Many of us have gone this same road of discovery and we are all on different parts of the road. Dr. Allert is to be commended for his honest and thorough scholarship in challenging his fellow evangelicals to think more deeply on these questions. This is a worthy addition to this refreshing series of works. Dr. Allert has given us a solid historical study with much food for thought while leaving some important questions still open for us to ponder. One of his closing remarks says it all, "[I]f we are to do justice to and cherish God's word to us, we must be aware of the means God used to deliver it to us, and in that, the church has been central. Failure to account for this does not appreciate the importance of the Bible in the life of the church and its members, no matter how high people claim their doctrine of Scripture to be."
The point is very well stated and very highly recommended for deeper consideration. Also a good companion to Evangelicals and Tradition: The Formative Influence of the Early Church (Evangelical Ressourcement: Ancient Sources for the Church's Future) or Tradition, Scripture, and Interpretation: A Sourcebook of the Ancient Church (Evangelical Ressourcement: Ancient Sources for the Church's Future) in any library.

◆ GIVEN INFORMATION

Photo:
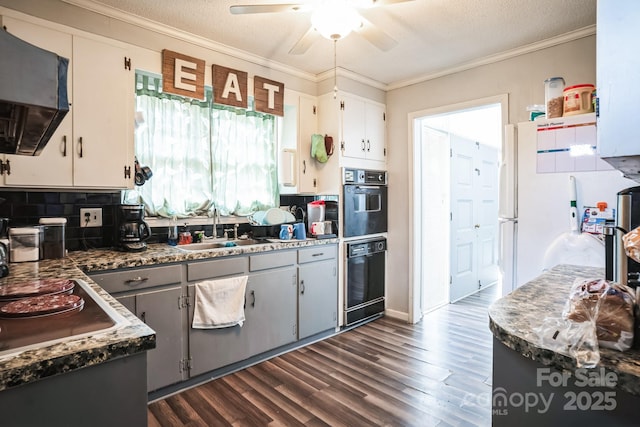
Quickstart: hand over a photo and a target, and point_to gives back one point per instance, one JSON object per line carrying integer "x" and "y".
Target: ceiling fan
{"x": 332, "y": 19}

◆ WRITTEN PROBLEM 1
According to the book review excerpt, what has Dr. Allert given readers?
◆ WRITTEN PROBLEM 2
Write out the book review excerpt from "The point is" up to and including "in any library.", swapping "library" for "reading list".

◆ COMPLETE OUTPUT 1
A solid historical study with much food for thought.

◆ COMPLETE OUTPUT 2
The point is very well stated and very highly recommended for deeper consideration. Also a good companion to Evangelicals and Tradition: The Formative Influence of the Early Church (Evangelical Ressourcement: Ancient Sources for the Church's Future) or Tradition, Scripture, and Interpretation: A Sourcebook of the Ancient Church (Evangelical Ressourcement: Ancient Sources for the Church's Future) in any reading list.